* _Work to be completed_:
Every entry must be duplicated word for word.

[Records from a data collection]
-.-.-
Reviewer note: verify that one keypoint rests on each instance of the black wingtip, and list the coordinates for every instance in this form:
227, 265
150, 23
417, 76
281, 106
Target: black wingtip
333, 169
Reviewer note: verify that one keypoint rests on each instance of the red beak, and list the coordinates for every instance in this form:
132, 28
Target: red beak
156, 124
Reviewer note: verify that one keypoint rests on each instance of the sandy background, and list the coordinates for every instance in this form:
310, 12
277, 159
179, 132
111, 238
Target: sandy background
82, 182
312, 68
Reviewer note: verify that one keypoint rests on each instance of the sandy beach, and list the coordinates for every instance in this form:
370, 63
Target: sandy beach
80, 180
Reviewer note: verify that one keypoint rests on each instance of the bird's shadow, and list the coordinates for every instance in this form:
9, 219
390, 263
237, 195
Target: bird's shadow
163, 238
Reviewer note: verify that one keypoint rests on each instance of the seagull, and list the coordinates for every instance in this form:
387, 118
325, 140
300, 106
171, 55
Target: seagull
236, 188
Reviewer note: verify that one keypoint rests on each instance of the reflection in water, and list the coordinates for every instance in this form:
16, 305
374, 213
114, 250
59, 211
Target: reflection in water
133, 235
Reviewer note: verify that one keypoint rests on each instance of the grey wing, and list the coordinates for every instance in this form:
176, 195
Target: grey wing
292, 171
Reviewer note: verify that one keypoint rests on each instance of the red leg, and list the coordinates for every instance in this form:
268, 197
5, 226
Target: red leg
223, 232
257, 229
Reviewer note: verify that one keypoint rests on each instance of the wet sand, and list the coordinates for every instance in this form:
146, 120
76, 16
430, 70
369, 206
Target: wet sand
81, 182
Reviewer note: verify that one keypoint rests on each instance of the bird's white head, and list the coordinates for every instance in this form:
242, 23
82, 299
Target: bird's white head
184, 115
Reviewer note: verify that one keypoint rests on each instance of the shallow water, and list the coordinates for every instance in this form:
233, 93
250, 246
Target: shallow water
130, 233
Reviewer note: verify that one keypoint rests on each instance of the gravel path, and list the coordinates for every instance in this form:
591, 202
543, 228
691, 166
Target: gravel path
-.-.-
* _Written response_:
Reviewer note: verify that one keypoint rests on each instance of the black wingtip, and list the coordinates for every instance in this form:
227, 265
150, 23
417, 76
281, 106
Target: black wingtip
333, 169
Reviewer note: verify that one keypoint rests on each instance of the red beak, and list the coordinates for every instance in this form:
132, 28
Target: red beak
156, 124
Reviewer note: verify that one keypoint rests on each instance of the sandy background, and list the coordinates for every instance in this form:
310, 12
277, 159
179, 132
111, 238
Target: sandy background
82, 182
312, 68
Reviewer note: verify that one keypoint rests on each instance of the sandy beach, and list the coordinates for every instance in this form:
370, 63
Target: sandy beach
80, 180
Reviewer note: verify that one keypoint rests on each instance of the bird's shadow, and list the coordinates for every instance in this form:
9, 219
390, 263
237, 195
Target: bird's shadow
163, 238
Reviewer note: verify that one keypoint rests on each instance of the seagull, and list the coordinates for every instance in this form:
387, 118
325, 140
300, 106
171, 55
Target: seagull
236, 188
Reviewer note: verify that one keypoint rests on each instance of the reflection in water, and list the coordinates for every instance in this form:
16, 305
374, 213
114, 250
59, 211
Target: reflection in water
133, 235
Reviewer note: verify that one keypoint rests on each instance of the grey wing, and list the coordinates for every instance in this form:
176, 195
Target: grey wing
292, 171
Reviewer note: verify that one keypoint rests on each instance of the red leg, and list the coordinates for every instance in this form:
268, 197
5, 226
Target: red leg
223, 232
257, 229
Reviewer note: verify that one keypoint rests on each instance of the wet sand, and list the coordinates for every instance in this form:
146, 120
76, 16
430, 70
369, 206
Target: wet sand
81, 182
Reviewer note: verify that one keypoint rests on each instance of the bird's white head, and list the coordinates for every instance in this form:
242, 23
82, 299
Target: bird's white head
184, 115
Reviewer note: verify that one keypoint rests on each instance of the shallow water, and list the coordinates for every instance in this form:
233, 93
250, 246
Target: shallow water
130, 233
Reviewer note: verify that one keypoint rests on each instance of the gravel path, and list the coordinates for every instance in this form:
591, 202
543, 228
691, 166
Target: gravel path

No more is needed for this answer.